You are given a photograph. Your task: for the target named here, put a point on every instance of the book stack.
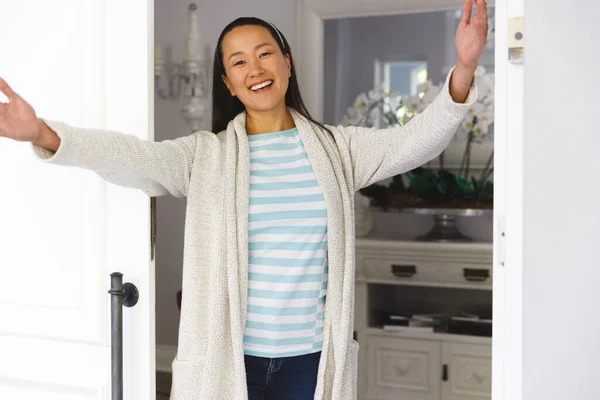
(412, 323)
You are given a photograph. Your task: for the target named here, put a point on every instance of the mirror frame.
(309, 57)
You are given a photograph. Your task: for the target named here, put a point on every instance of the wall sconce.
(187, 80)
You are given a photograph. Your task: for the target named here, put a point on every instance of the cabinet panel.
(469, 371)
(404, 368)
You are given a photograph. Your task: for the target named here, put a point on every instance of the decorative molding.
(424, 251)
(165, 354)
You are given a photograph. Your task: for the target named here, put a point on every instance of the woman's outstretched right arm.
(156, 168)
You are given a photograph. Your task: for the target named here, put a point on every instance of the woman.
(268, 279)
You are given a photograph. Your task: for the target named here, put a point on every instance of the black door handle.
(122, 294)
(476, 274)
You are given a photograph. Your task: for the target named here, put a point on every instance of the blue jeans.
(288, 378)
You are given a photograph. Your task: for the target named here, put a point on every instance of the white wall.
(561, 214)
(171, 29)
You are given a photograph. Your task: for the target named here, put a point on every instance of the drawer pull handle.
(404, 271)
(478, 377)
(476, 274)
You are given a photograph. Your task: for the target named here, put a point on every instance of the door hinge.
(515, 40)
(152, 227)
(445, 372)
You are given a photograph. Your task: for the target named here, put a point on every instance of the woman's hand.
(471, 34)
(18, 120)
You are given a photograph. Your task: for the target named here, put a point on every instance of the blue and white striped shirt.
(287, 243)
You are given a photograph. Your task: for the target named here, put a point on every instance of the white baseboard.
(165, 355)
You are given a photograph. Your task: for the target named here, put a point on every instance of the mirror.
(380, 71)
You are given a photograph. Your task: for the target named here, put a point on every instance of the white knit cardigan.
(213, 172)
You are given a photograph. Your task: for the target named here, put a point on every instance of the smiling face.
(256, 70)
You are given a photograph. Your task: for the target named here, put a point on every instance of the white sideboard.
(396, 276)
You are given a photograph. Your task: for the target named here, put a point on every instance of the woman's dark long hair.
(225, 106)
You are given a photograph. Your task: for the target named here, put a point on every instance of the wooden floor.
(163, 385)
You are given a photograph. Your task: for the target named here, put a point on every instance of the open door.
(546, 275)
(63, 230)
(507, 366)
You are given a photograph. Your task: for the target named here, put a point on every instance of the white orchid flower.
(377, 94)
(362, 102)
(424, 87)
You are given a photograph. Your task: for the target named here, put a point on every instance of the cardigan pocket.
(187, 377)
(351, 372)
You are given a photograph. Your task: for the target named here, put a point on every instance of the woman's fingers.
(466, 12)
(481, 13)
(4, 88)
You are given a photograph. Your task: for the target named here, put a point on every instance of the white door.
(546, 324)
(64, 230)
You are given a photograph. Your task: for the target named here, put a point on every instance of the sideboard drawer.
(403, 368)
(470, 371)
(423, 271)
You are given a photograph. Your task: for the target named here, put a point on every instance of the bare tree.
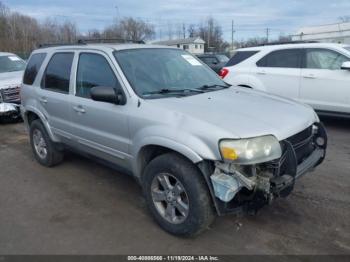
(344, 19)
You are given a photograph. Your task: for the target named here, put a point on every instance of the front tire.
(177, 195)
(43, 147)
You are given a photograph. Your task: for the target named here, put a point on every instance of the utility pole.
(184, 30)
(209, 32)
(233, 31)
(267, 34)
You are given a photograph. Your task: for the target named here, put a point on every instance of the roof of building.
(297, 45)
(190, 40)
(329, 28)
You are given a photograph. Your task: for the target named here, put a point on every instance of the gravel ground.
(82, 207)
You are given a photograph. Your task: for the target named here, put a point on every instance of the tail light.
(223, 72)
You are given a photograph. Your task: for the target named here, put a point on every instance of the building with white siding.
(194, 45)
(331, 33)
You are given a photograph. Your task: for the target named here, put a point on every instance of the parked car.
(197, 146)
(214, 61)
(314, 73)
(11, 72)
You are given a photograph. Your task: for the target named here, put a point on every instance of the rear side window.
(324, 59)
(240, 56)
(57, 73)
(209, 60)
(33, 67)
(93, 70)
(288, 58)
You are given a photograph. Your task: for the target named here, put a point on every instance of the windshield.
(153, 71)
(11, 63)
(222, 58)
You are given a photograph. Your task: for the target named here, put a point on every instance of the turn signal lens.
(223, 72)
(229, 153)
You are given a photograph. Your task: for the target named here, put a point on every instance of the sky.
(251, 17)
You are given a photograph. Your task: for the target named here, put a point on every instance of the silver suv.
(198, 146)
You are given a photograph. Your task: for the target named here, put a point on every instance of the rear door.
(53, 96)
(99, 128)
(279, 72)
(324, 85)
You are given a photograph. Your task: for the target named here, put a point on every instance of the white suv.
(314, 73)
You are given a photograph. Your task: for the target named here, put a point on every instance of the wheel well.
(31, 117)
(245, 86)
(150, 152)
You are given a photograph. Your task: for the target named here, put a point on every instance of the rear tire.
(44, 149)
(177, 195)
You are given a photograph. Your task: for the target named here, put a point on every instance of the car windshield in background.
(240, 56)
(11, 63)
(222, 58)
(158, 72)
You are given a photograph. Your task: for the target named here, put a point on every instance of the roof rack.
(108, 41)
(93, 41)
(288, 42)
(58, 44)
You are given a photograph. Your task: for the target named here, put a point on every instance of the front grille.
(303, 144)
(11, 95)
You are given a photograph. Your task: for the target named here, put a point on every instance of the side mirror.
(107, 94)
(346, 65)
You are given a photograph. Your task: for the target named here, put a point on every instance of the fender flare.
(42, 118)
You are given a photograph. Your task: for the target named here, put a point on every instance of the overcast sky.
(251, 17)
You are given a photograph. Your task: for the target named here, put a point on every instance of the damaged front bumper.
(238, 187)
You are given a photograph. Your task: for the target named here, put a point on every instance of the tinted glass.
(57, 74)
(153, 69)
(222, 58)
(324, 59)
(240, 56)
(11, 63)
(209, 60)
(93, 70)
(33, 67)
(289, 58)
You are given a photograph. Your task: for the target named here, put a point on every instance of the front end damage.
(249, 187)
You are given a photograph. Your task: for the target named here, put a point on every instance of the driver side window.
(324, 59)
(93, 70)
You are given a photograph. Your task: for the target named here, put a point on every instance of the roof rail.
(58, 44)
(108, 40)
(93, 41)
(288, 42)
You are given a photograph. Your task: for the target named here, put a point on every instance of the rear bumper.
(9, 109)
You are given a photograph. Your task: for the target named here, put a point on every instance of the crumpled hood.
(244, 112)
(10, 79)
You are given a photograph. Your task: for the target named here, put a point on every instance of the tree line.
(21, 33)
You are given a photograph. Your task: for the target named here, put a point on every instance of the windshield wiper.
(206, 87)
(173, 91)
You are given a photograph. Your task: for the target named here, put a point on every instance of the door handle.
(309, 76)
(43, 100)
(79, 109)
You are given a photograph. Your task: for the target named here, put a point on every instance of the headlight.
(251, 150)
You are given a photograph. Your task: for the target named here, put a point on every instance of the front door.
(53, 96)
(99, 128)
(324, 85)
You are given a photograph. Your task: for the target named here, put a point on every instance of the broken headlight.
(250, 150)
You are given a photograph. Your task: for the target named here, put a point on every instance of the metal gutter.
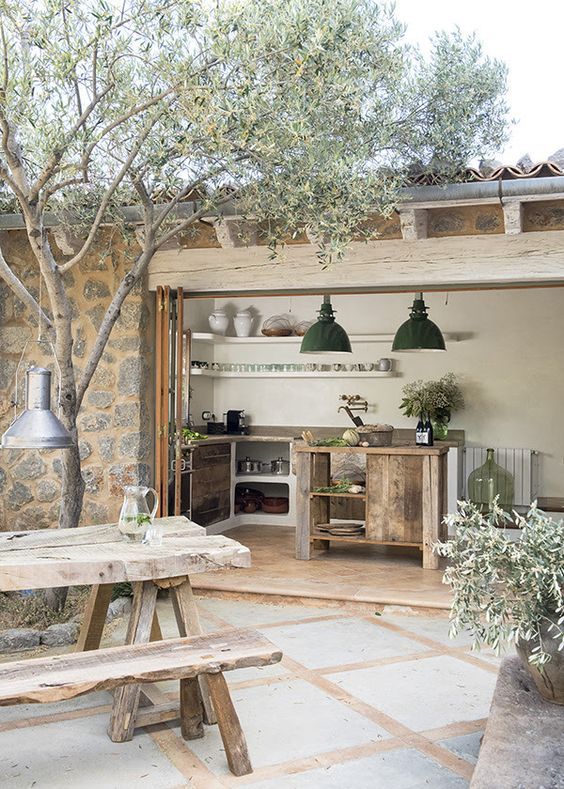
(470, 192)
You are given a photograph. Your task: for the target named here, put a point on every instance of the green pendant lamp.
(326, 336)
(418, 333)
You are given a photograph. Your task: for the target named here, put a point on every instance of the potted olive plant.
(510, 591)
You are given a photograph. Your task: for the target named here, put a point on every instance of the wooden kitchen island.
(404, 503)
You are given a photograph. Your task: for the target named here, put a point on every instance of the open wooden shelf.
(323, 535)
(360, 496)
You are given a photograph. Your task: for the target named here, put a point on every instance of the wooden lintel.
(413, 223)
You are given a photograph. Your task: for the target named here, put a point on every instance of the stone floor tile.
(398, 769)
(242, 613)
(426, 693)
(286, 721)
(27, 711)
(339, 641)
(466, 745)
(78, 753)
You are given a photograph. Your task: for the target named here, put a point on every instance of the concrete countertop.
(260, 433)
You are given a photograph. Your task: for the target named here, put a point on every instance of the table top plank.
(54, 563)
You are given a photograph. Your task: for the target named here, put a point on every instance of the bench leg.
(188, 622)
(126, 698)
(191, 718)
(229, 726)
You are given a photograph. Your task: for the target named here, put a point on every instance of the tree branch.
(17, 287)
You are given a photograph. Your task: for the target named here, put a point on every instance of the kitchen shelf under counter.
(404, 503)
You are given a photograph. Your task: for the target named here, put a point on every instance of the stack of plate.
(344, 529)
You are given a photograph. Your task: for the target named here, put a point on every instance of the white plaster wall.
(511, 368)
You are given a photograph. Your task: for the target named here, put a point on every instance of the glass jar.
(489, 481)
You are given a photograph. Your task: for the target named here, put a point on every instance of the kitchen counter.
(403, 503)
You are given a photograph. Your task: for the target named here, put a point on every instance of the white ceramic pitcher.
(135, 517)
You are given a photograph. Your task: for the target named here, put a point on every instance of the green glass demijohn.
(489, 481)
(418, 333)
(325, 335)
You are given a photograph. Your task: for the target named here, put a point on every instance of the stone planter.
(550, 680)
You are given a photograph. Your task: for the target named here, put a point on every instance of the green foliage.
(505, 590)
(309, 112)
(436, 398)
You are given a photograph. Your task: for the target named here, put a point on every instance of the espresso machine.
(235, 423)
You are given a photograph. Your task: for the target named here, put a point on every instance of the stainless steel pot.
(248, 466)
(280, 466)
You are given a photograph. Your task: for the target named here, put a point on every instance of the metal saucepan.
(248, 466)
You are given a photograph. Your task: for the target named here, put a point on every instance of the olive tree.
(307, 113)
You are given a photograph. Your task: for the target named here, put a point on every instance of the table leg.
(126, 698)
(188, 622)
(94, 618)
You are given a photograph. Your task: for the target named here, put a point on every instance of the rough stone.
(132, 374)
(134, 445)
(36, 518)
(93, 476)
(18, 639)
(31, 467)
(47, 490)
(94, 290)
(127, 474)
(79, 346)
(61, 634)
(14, 338)
(126, 343)
(103, 378)
(100, 399)
(92, 423)
(118, 607)
(106, 447)
(84, 449)
(94, 512)
(96, 315)
(7, 373)
(127, 414)
(18, 495)
(133, 315)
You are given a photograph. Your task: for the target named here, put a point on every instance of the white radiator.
(522, 464)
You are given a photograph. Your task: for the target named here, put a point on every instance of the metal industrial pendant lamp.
(326, 336)
(418, 333)
(37, 427)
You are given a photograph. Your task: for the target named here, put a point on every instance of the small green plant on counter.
(504, 590)
(436, 398)
(191, 435)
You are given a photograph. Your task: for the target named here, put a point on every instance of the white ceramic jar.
(243, 322)
(218, 321)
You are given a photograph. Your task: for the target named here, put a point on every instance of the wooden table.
(98, 556)
(404, 502)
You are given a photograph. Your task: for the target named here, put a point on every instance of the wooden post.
(94, 618)
(126, 698)
(188, 622)
(431, 511)
(303, 504)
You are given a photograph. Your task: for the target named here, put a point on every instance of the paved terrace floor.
(346, 573)
(359, 701)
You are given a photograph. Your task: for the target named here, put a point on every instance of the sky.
(526, 38)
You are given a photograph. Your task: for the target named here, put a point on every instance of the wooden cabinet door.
(211, 484)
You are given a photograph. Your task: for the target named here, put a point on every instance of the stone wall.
(115, 421)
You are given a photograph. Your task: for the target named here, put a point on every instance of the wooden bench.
(66, 676)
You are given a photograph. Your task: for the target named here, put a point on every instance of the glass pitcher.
(135, 517)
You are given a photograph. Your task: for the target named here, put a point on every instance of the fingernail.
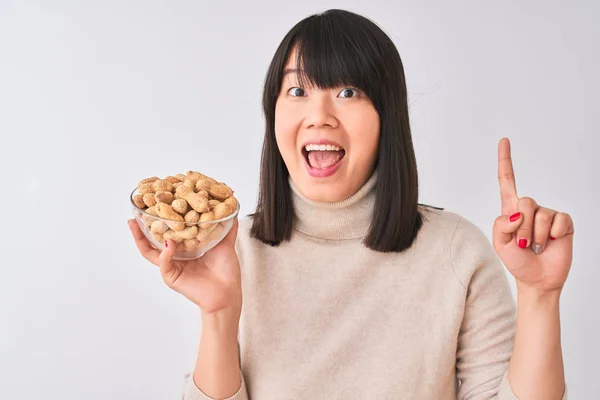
(515, 217)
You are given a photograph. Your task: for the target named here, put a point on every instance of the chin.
(322, 192)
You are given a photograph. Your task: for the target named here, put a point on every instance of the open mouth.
(323, 156)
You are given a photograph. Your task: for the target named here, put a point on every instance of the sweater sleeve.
(486, 337)
(191, 391)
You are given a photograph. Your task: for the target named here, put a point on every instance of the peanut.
(222, 210)
(164, 197)
(138, 200)
(188, 233)
(147, 180)
(149, 199)
(206, 217)
(146, 188)
(198, 203)
(203, 234)
(196, 176)
(152, 211)
(173, 179)
(220, 191)
(203, 184)
(180, 205)
(191, 216)
(231, 202)
(190, 184)
(166, 211)
(162, 185)
(190, 243)
(172, 235)
(158, 237)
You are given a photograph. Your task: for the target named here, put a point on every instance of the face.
(328, 138)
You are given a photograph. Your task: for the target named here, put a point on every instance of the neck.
(338, 220)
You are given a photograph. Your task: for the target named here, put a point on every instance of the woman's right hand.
(212, 282)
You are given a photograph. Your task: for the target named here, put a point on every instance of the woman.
(351, 288)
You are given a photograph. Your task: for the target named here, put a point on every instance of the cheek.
(285, 132)
(365, 134)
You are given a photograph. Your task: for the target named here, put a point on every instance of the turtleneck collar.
(338, 220)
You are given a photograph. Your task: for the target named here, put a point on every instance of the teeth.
(322, 147)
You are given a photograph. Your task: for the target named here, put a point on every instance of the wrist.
(537, 297)
(222, 323)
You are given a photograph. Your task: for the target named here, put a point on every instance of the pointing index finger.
(506, 178)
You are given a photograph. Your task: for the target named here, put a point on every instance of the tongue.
(324, 159)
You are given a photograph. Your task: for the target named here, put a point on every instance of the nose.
(320, 112)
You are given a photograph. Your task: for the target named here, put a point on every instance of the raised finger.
(168, 271)
(528, 207)
(562, 226)
(144, 246)
(506, 178)
(541, 228)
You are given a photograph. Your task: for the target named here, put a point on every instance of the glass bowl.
(200, 236)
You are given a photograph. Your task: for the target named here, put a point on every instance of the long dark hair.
(337, 48)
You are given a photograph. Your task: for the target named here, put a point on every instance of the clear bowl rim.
(215, 221)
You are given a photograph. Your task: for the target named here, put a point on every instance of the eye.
(348, 92)
(297, 92)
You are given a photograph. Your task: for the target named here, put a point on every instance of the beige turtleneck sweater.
(324, 317)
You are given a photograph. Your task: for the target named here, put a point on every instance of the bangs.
(333, 50)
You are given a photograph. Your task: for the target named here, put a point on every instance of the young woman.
(351, 288)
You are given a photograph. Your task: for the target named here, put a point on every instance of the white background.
(96, 95)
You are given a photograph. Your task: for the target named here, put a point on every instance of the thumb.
(165, 262)
(505, 227)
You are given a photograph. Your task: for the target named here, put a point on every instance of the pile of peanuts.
(186, 201)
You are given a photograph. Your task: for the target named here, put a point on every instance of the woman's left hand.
(537, 245)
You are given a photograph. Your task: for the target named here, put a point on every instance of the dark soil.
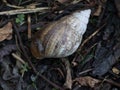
(96, 59)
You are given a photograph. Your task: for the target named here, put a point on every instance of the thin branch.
(24, 11)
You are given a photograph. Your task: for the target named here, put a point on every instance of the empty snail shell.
(60, 38)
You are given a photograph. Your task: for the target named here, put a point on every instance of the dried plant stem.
(24, 11)
(68, 82)
(18, 58)
(13, 6)
(29, 27)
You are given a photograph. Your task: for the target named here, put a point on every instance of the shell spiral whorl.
(60, 38)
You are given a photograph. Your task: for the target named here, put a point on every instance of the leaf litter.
(104, 45)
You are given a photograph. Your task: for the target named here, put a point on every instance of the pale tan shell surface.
(61, 38)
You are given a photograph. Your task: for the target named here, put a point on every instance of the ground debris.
(6, 32)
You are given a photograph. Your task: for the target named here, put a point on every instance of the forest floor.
(94, 66)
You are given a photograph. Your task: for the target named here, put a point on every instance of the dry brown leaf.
(6, 32)
(98, 11)
(87, 81)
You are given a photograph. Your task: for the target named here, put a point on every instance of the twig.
(68, 82)
(13, 6)
(29, 27)
(86, 40)
(18, 58)
(86, 71)
(24, 11)
(30, 63)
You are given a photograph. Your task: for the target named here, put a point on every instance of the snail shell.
(60, 38)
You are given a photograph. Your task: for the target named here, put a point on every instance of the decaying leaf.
(87, 81)
(7, 50)
(6, 32)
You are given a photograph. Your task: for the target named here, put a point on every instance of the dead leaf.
(6, 32)
(87, 81)
(98, 11)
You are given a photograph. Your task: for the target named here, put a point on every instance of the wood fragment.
(18, 58)
(29, 27)
(24, 11)
(68, 82)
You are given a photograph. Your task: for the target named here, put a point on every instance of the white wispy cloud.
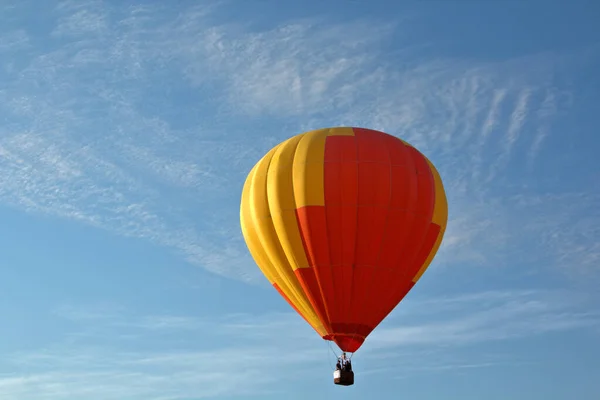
(144, 121)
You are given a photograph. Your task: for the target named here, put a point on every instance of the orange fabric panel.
(371, 236)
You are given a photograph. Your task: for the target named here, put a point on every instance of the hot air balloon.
(343, 222)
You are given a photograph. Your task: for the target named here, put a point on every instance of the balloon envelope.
(343, 222)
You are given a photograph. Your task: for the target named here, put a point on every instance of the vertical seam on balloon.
(334, 311)
(389, 206)
(282, 276)
(424, 237)
(409, 163)
(314, 267)
(352, 286)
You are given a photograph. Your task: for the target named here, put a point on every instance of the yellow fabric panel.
(308, 168)
(263, 241)
(282, 204)
(249, 232)
(440, 217)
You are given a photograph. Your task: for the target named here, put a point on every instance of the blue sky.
(127, 132)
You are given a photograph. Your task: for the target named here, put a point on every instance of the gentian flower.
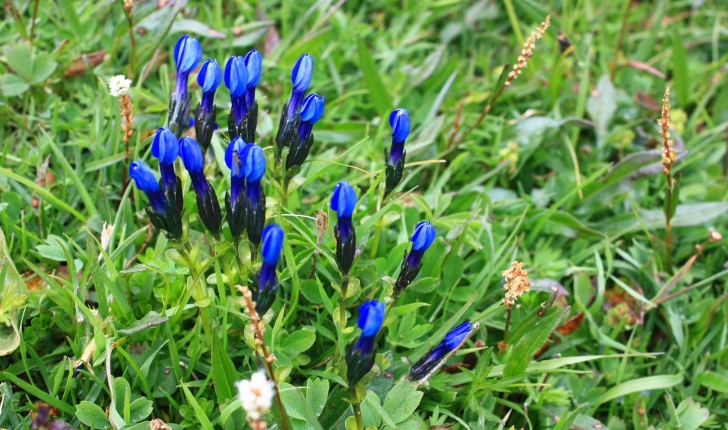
(343, 201)
(301, 78)
(187, 55)
(209, 79)
(254, 169)
(311, 111)
(437, 357)
(207, 204)
(267, 279)
(399, 120)
(166, 205)
(235, 202)
(148, 184)
(360, 357)
(236, 79)
(165, 147)
(394, 165)
(254, 64)
(422, 239)
(191, 154)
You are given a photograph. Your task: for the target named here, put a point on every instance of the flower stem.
(356, 406)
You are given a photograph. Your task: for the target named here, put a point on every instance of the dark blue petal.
(272, 243)
(343, 201)
(312, 109)
(254, 64)
(236, 76)
(456, 336)
(187, 54)
(210, 76)
(165, 146)
(237, 145)
(302, 73)
(143, 177)
(371, 318)
(254, 163)
(423, 236)
(191, 154)
(399, 120)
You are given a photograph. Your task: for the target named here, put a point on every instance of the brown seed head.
(516, 284)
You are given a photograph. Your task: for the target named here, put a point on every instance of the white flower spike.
(256, 395)
(119, 85)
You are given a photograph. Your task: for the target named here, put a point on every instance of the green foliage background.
(564, 174)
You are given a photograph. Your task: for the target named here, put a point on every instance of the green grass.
(564, 174)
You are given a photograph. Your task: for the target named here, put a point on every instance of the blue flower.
(254, 169)
(192, 158)
(371, 318)
(187, 55)
(146, 181)
(254, 163)
(422, 239)
(343, 201)
(209, 79)
(254, 64)
(311, 111)
(432, 359)
(237, 176)
(236, 79)
(301, 78)
(272, 243)
(399, 120)
(165, 147)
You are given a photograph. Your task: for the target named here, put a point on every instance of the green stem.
(356, 405)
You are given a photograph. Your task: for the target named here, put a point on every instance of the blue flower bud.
(238, 146)
(312, 109)
(191, 154)
(210, 76)
(302, 73)
(272, 243)
(236, 76)
(254, 163)
(187, 54)
(254, 64)
(456, 336)
(371, 318)
(165, 146)
(146, 181)
(432, 360)
(143, 177)
(301, 78)
(343, 201)
(423, 236)
(399, 120)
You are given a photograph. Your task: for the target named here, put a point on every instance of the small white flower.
(119, 85)
(256, 395)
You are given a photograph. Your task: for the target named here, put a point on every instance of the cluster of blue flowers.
(245, 203)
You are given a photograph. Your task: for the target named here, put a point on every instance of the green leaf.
(402, 401)
(149, 320)
(691, 415)
(317, 393)
(92, 415)
(223, 371)
(680, 69)
(298, 342)
(640, 384)
(373, 81)
(13, 85)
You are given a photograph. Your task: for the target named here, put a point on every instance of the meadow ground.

....................

• **Aim**: Write out the lines above, starting at the line that contains "the green grass." and ending with the final line, and nothing else; copy them exactly.

• **Completed task**:
You are given a photograph. Your task: for the target named here, put a point on every instance of the green grass.
(564, 174)
You are given a photograph. Your task: for the target named here, put a point on every instance of the blue flower.
(254, 169)
(192, 158)
(371, 318)
(187, 55)
(146, 181)
(254, 163)
(422, 239)
(343, 201)
(209, 79)
(254, 64)
(311, 111)
(432, 359)
(237, 176)
(236, 79)
(301, 78)
(272, 243)
(399, 120)
(165, 147)
You are given a photograph. Your task: for the target named here, put a point on every instance of the green stem.
(356, 405)
You are given a photograph. Your task: for the target named here, put a point on every instance of the blue flower bud.
(238, 146)
(312, 109)
(191, 154)
(210, 76)
(302, 73)
(272, 243)
(236, 76)
(254, 163)
(187, 54)
(254, 64)
(456, 336)
(371, 318)
(165, 146)
(146, 181)
(432, 360)
(143, 177)
(301, 78)
(343, 201)
(423, 236)
(399, 120)
You are given a photograph. Your task: for the target named here, put a point on every instance of the small white flower.
(119, 85)
(256, 395)
You are given a photograph. Your task: for the target named here, put a point on every instance of the cluster of blue flowers.
(245, 203)
You are given a photograph. Your task: for the target named here, put a point on every instance of the green leaf.
(402, 401)
(149, 320)
(691, 415)
(317, 393)
(92, 415)
(223, 371)
(680, 69)
(298, 342)
(640, 384)
(373, 81)
(13, 85)
You are given a photograph. Your task: for the target named here, put a point on every instance of the meadow ground.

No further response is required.